## What to do
Format these lines as a numbered list, leaving out any blank lines.
## start Task data
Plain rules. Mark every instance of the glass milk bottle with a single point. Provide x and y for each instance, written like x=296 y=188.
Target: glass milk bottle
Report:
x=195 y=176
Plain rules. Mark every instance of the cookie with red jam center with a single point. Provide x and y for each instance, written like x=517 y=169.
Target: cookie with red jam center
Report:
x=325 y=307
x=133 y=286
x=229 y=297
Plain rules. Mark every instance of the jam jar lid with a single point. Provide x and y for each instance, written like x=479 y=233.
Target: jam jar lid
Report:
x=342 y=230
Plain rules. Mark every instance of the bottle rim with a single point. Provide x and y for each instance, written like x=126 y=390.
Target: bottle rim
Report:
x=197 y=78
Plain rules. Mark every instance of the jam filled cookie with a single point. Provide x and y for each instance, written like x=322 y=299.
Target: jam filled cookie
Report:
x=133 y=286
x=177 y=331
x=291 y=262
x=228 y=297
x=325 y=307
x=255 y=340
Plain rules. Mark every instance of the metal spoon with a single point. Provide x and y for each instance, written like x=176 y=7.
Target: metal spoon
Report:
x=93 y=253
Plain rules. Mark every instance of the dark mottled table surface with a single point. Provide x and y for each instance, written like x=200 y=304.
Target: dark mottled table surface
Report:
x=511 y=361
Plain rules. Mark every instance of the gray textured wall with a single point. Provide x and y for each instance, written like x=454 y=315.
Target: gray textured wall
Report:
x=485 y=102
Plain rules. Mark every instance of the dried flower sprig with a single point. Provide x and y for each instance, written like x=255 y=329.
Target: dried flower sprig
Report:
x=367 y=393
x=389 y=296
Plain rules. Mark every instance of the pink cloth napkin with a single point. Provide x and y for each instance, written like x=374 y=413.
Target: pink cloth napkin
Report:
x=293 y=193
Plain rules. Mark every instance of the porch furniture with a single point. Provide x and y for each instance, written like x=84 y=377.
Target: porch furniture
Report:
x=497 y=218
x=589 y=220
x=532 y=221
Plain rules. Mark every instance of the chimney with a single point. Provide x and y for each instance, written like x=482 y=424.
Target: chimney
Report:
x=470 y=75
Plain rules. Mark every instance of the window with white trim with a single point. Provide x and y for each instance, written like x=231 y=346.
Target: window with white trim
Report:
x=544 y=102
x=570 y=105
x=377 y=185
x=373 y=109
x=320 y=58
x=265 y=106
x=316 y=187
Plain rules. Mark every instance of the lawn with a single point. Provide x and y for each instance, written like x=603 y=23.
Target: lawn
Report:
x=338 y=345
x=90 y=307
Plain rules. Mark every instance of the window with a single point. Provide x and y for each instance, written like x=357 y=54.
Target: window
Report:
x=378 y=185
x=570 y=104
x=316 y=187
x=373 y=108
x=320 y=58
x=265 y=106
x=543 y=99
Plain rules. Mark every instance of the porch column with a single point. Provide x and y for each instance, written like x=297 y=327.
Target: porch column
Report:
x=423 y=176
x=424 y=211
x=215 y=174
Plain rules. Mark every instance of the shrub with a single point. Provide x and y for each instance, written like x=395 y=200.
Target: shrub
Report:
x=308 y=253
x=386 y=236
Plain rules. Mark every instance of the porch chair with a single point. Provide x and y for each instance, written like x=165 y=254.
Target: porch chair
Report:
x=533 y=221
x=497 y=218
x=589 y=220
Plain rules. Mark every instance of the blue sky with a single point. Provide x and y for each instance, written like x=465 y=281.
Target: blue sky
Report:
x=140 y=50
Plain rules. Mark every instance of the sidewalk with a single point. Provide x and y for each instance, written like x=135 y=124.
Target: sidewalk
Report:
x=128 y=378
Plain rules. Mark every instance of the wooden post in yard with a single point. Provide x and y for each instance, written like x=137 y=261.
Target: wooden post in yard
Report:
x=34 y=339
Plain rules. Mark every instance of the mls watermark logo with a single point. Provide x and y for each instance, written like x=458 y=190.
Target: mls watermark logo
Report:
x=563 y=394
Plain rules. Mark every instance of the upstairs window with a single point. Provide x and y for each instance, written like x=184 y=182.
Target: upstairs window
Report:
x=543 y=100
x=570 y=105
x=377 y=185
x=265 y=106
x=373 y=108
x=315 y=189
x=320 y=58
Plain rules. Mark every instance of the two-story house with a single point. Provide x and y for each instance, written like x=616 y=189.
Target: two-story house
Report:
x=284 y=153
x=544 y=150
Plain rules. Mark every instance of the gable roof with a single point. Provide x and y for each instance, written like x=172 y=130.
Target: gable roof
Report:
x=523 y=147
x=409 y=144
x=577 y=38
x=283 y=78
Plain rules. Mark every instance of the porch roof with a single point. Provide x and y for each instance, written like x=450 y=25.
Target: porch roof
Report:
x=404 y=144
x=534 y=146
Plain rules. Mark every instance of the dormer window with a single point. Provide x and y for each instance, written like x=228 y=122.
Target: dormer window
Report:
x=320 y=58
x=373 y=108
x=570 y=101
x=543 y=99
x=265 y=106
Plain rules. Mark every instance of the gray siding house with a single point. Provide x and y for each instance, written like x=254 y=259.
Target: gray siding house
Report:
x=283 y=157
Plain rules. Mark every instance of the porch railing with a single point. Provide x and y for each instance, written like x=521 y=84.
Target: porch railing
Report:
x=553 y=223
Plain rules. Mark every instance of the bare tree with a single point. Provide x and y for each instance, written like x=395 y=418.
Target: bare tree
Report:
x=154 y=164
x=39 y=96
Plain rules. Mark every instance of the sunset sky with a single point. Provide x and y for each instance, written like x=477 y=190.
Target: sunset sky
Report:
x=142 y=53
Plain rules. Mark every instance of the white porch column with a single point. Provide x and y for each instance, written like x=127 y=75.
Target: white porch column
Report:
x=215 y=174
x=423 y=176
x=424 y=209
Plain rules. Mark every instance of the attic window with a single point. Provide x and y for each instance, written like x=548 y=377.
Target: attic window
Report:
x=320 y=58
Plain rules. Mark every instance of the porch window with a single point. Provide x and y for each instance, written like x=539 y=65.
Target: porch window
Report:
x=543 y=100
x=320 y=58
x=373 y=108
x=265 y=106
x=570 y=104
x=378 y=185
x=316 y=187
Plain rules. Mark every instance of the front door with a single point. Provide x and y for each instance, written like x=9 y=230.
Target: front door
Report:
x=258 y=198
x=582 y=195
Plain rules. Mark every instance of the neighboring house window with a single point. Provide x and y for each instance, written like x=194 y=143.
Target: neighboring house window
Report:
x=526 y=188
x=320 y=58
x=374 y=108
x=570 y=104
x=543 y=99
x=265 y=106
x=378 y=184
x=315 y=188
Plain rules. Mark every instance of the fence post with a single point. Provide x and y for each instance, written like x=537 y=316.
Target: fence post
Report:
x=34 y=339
## end Task data
## The reply
1. Plain rules. Mark every instance of the glass milk bottle with a single point. Provide x and y for each instance, written like x=296 y=188.
2. Target: glass milk bottle
3. Report:
4. x=195 y=176
5. Plain rules. Mark every instance of the cookie with red jam center with a single point. Provide x and y for each instance, written like x=517 y=169.
6. Target: cookie with red jam center
7. Report:
8. x=325 y=307
9. x=133 y=286
10. x=229 y=297
11. Plain rules. Mark every instance of the jam jar lid with a single point. Provide x and y for each instance, written like x=479 y=233.
12. Target: jam jar lid
13. Report:
14. x=342 y=230
15. Plain rules. Mark every instance of the bottle rim with a single point. Provide x and y for each instance, written like x=126 y=390.
16. Target: bottle rim
17. Report:
18. x=197 y=78
19. Plain rules. Mark every instance of the jam filled cookie with a single point. Provide x and y for each instance, written like x=322 y=299.
20. Target: jam filled cookie
21. Report:
22. x=133 y=286
23. x=177 y=331
24. x=291 y=262
25. x=228 y=297
26. x=325 y=307
27. x=255 y=340
28. Plain rules. Mark every instance of the metal spoon with a single point. Provide x and y for each instance, written like x=176 y=7.
29. Target: metal spoon
30. Report:
31. x=93 y=253
32. Plain rules. Mark every instance of the dark mottled table surface with a single point. Provide x and y for each instance, written like x=200 y=304.
33. Target: dark mottled table surface
34. Report:
35. x=511 y=361
36. Plain rules. Mark every instance of the gray textured wall with a single point. Provide x and y for each instance, written like x=454 y=315.
37. Target: gray textured wall
38. Report:
39. x=485 y=102
40. Plain rules. Mark every instance of the dried flower sprig with a single point. Provide x and y for each instance, written like x=255 y=329.
41. Target: dried flower sprig
42. Report:
43. x=367 y=393
44. x=389 y=296
45. Plain rules. Mark every instance of the pink cloth napkin with a single point. Provide x and y for each instance, written like x=374 y=413.
46. Target: pink cloth napkin
47. Report:
48. x=293 y=193
49. Plain rules. Mark every instance of the porch furniture with a single point. Provide x and y for each instance, written like x=84 y=377.
50. Target: porch furniture
51. Report:
52. x=497 y=218
53. x=589 y=220
54. x=532 y=221
55. Plain rules. Mark every instance of the chimney with a single point. Provide x and y for each instance, written like x=482 y=424.
56. Target: chimney
57. Report:
58. x=470 y=75
59. Plain rules. Mark every instance of the window with white trim with a single point. Provide x and y for each instance, written like x=231 y=346.
60. Target: window with white trim
61. Report:
62. x=544 y=102
63. x=570 y=105
64. x=377 y=185
65. x=373 y=109
66. x=320 y=58
67. x=265 y=106
68. x=316 y=187
69. Plain rules. Mark every instance of the lawn with a single point. Provide x and y for each instance, written like x=603 y=23.
70. Target: lawn
71. Report:
72. x=338 y=345
73. x=90 y=307
74. Plain rules. Mark every instance of the window with a single point. Provide x and y for each instance, written like x=357 y=54.
75. Target: window
76. Report:
77. x=378 y=185
78. x=570 y=104
79. x=316 y=187
80. x=373 y=108
81. x=320 y=58
82. x=265 y=106
83. x=543 y=99
84. Plain rules. Mark every instance of the porch column with a single point. Provide x and y for each instance, written like x=297 y=327.
85. Target: porch column
86. Report:
87. x=423 y=176
88. x=424 y=211
89. x=215 y=174
90. Plain rules. Mark every instance of the shrub with a single point. Provide x and y for each instance, written like x=395 y=200.
91. Target: shrub
92. Report:
93. x=308 y=253
94. x=386 y=236
95. Plain rules. Mark every instance of the porch chair with a single point. Provide x and y for each instance, written like x=165 y=254.
96. Target: porch chair
97. Report:
98. x=533 y=221
99. x=497 y=218
100. x=589 y=220
101. Plain rules. Mark every instance of the blue sky with a single point. Provide x and y for each instance, written like x=465 y=281.
102. Target: blue sky
103. Report:
104. x=140 y=50
105. Plain rules. Mark every instance of the sidewalk with a single point. Provide x and y for each instance, written like x=135 y=124.
106. Target: sidewalk
107. Report:
108. x=128 y=378
109. Plain rules. Mark every instance of the wooden post in yard with a single point. Provide x and y for each instance, written like x=137 y=261.
110. Target: wooden post in yard
111. Report:
112. x=34 y=339
113. Plain rules. Mark every instance of the mls watermark logo with a single point. Provide x and y for each instance, written like x=458 y=190.
114. Target: mls watermark logo
115. Report:
116. x=563 y=394
117. Plain rules. Mark every instance of the upstairs window with a single point. Provide x and y for each instance, written like x=184 y=182.
118. Target: upstairs window
119. Report:
120. x=543 y=100
121. x=570 y=105
122. x=377 y=185
123. x=265 y=106
124. x=373 y=108
125. x=315 y=189
126. x=320 y=58
127. Plain rules. Mark every instance of the two-story house with a single point. Provide x and y for each instance, written like x=616 y=189.
128. Target: two-story house
129. Report:
130. x=284 y=153
131. x=544 y=150
132. Plain rules. Mark every instance of the gable roof with a single point. Provide x and y for each instance, written like x=172 y=130.
133. Target: gable roof
134. Report:
135. x=523 y=147
136. x=409 y=144
137. x=577 y=38
138. x=283 y=78
139. Plain rules. Mark every instance of the porch roof with a single point. Provide x and y for each instance, written like x=450 y=25.
140. Target: porch roof
141. Report:
142. x=404 y=144
143. x=534 y=146
144. Plain rules. Mark every instance of the dormer window with a single point. Provide x and y for each instance, written like x=228 y=122.
145. Target: dormer window
146. Report:
147. x=320 y=58
148. x=373 y=108
149. x=570 y=101
150. x=543 y=99
151. x=265 y=106
152. Plain rules. Mark every instance of the gray siding house with a single point. Provide x and y for each instance, written like x=254 y=259.
153. Target: gray siding house
154. Report:
155. x=283 y=157
156. Plain rules. Mark every instance of the porch railing with a single point. Provide x and y for each instance, written like x=521 y=84.
157. Target: porch railing
158. Report:
159. x=553 y=223
160. Plain rules. Mark every instance of the bare tree with a single point. Provide x and y for each instance, written like x=395 y=418.
161. Target: bare tree
162. Report:
163. x=154 y=164
164. x=39 y=96
165. Plain rules. Mark every instance of the sunset sky with a single point. Provide x and y for each instance, written like x=477 y=190.
166. Target: sunset sky
167. Report:
168. x=142 y=53
169. Plain rules. Mark every instance of the white porch column with a single point. Provide x and y for each instance, written like x=127 y=75.
170. Target: white porch column
171. Report:
172. x=215 y=174
173. x=423 y=176
174. x=424 y=209
175. Plain rules. Mark every instance of the attic window with a single point. Provide x and y for each instance, written like x=548 y=377.
176. Target: attic window
177. Report:
178. x=320 y=58
179. Plain rules. Mark every instance of the porch window with a single point. Provide x and y for each instance, written like x=539 y=65.
180. Target: porch window
181. Report:
182. x=543 y=100
183. x=320 y=58
184. x=373 y=108
185. x=265 y=106
186. x=570 y=104
187. x=378 y=185
188. x=316 y=187
189. Plain rules. Mark every instance of the front door with a single point. Provide x and y for each instance, written like x=9 y=230.
190. Target: front door
191. Report:
192. x=258 y=198
193. x=582 y=195
194. Plain rules. Mark every instance of the neighboring house window with a single point. Provide x and y for each instance, written like x=194 y=143.
195. Target: neighboring house window
196. Report:
197. x=526 y=188
198. x=320 y=58
199. x=374 y=108
200. x=570 y=104
201. x=543 y=99
202. x=265 y=106
203. x=378 y=184
204. x=315 y=188
205. Plain rules. Mark every instance of the fence post with a single point. Provide x and y for each instance, written like x=537 y=316.
206. Target: fence post
207. Report:
208. x=34 y=339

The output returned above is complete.